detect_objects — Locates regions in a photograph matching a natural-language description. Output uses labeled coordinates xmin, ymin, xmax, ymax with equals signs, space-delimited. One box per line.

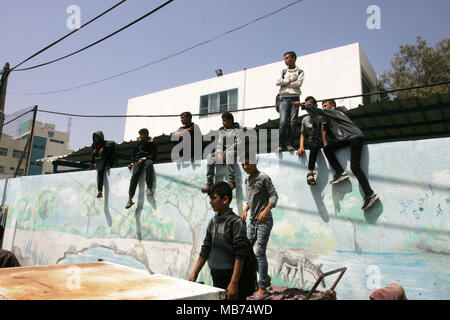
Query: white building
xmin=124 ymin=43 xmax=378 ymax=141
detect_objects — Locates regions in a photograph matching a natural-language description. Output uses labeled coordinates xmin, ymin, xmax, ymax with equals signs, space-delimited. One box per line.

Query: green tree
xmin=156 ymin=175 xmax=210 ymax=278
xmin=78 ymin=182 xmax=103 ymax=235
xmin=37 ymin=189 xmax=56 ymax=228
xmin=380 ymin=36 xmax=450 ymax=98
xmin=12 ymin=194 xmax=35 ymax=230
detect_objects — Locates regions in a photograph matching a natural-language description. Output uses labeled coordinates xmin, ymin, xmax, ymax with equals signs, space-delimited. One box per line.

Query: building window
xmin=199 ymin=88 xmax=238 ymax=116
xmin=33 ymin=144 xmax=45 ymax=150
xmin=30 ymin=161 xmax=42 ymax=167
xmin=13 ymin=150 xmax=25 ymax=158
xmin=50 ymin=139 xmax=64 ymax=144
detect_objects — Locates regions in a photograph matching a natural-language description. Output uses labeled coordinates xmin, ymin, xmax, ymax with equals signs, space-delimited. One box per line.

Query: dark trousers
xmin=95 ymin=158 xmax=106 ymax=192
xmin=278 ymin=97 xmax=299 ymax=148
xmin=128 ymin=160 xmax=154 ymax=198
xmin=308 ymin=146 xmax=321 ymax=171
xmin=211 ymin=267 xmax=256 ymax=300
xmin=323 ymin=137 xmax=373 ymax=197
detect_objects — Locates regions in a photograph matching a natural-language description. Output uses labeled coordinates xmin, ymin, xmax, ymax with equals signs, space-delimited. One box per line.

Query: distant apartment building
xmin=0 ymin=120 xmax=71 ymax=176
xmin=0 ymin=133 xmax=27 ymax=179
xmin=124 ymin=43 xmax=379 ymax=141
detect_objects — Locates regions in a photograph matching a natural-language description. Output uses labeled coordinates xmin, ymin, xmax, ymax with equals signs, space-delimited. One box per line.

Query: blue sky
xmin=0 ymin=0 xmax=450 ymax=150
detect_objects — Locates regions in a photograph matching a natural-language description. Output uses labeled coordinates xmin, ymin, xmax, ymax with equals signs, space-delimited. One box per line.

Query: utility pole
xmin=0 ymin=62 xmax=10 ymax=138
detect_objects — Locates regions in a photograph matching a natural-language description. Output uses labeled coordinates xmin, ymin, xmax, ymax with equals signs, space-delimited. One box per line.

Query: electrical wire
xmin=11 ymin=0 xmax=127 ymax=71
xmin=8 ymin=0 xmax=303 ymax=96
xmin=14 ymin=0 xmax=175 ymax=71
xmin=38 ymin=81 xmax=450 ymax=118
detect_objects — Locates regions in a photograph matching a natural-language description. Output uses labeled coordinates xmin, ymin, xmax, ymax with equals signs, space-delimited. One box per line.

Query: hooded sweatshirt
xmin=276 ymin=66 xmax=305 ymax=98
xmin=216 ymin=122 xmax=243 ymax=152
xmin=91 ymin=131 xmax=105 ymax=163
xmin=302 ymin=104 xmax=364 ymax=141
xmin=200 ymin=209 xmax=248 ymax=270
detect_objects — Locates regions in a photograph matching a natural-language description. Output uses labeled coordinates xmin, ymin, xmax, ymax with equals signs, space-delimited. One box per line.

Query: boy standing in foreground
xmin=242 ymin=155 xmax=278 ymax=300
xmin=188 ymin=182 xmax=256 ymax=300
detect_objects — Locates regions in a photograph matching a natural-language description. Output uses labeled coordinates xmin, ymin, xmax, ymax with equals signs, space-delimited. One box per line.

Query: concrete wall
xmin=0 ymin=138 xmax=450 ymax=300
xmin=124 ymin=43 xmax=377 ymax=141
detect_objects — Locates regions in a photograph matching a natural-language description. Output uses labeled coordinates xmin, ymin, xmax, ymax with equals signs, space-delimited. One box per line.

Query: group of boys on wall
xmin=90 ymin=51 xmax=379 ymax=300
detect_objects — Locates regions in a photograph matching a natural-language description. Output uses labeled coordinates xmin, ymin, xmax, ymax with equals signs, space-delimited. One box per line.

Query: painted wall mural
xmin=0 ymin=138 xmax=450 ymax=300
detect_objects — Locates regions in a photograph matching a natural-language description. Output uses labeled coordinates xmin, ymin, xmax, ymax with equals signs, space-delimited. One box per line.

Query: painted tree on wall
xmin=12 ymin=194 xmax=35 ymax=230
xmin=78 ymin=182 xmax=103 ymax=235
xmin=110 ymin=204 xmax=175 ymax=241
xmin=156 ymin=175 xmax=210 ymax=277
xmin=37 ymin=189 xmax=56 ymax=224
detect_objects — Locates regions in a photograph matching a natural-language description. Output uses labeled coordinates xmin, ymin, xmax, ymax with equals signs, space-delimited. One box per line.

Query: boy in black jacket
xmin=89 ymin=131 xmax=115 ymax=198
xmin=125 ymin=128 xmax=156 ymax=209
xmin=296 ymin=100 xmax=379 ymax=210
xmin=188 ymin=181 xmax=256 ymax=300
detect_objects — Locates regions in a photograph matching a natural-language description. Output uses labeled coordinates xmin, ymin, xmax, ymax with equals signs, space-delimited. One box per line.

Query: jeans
※ ※ ※
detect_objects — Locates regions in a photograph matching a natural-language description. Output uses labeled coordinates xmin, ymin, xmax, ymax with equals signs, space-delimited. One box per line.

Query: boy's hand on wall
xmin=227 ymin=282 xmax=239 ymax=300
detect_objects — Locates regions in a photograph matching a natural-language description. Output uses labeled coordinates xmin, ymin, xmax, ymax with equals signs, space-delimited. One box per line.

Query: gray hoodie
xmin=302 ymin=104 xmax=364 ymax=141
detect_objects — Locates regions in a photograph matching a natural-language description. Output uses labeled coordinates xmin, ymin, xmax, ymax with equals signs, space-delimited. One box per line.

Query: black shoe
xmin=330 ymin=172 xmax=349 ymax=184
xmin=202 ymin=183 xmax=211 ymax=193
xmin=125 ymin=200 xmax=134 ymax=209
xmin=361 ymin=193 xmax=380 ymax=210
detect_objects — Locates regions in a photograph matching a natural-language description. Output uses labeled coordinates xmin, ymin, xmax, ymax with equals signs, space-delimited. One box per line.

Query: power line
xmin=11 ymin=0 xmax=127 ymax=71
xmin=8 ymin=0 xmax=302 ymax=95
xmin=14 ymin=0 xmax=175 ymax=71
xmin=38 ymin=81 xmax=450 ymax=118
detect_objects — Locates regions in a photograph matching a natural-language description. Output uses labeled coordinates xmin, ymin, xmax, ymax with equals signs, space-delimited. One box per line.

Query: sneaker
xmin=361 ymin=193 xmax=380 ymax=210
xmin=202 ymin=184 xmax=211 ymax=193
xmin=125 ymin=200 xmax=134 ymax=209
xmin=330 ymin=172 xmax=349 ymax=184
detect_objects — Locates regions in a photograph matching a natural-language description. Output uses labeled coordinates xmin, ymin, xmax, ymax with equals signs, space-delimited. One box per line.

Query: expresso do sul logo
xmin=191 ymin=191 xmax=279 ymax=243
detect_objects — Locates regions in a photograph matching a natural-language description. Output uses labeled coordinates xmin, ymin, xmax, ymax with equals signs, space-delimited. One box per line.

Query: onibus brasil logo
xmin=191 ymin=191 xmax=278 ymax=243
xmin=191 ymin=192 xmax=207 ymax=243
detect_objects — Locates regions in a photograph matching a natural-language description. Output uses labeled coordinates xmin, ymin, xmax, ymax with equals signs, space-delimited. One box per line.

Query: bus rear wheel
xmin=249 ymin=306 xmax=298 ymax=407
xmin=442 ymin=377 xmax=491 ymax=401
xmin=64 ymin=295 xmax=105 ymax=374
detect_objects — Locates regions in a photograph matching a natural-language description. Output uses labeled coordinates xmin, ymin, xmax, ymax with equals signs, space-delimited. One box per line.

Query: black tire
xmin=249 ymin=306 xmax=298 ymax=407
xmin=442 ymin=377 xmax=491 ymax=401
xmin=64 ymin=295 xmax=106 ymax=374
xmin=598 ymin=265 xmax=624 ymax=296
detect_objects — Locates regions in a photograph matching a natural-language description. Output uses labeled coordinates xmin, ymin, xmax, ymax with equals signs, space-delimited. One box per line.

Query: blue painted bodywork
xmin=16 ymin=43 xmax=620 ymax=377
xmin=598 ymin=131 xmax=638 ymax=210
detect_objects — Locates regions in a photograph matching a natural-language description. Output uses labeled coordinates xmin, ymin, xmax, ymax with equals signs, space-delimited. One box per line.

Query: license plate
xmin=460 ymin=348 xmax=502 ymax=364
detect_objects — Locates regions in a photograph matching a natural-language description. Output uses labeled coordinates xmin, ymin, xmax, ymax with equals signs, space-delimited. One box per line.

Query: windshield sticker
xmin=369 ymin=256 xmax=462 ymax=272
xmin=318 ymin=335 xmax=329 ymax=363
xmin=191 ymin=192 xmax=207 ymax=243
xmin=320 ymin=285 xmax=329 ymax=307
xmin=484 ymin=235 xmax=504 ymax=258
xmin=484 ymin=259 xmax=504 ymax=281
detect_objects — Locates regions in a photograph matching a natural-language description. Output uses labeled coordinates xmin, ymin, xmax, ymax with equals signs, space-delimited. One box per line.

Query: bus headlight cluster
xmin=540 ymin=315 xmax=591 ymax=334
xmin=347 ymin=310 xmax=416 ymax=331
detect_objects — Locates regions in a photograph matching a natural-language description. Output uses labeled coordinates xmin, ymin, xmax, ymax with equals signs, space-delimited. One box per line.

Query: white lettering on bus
※ ※ ※
EXERCISE AIM >> Return every line of the material above that contains the string "blue".

TASK OUTPUT >>
Query: blue sky
Query: blue painted bodywork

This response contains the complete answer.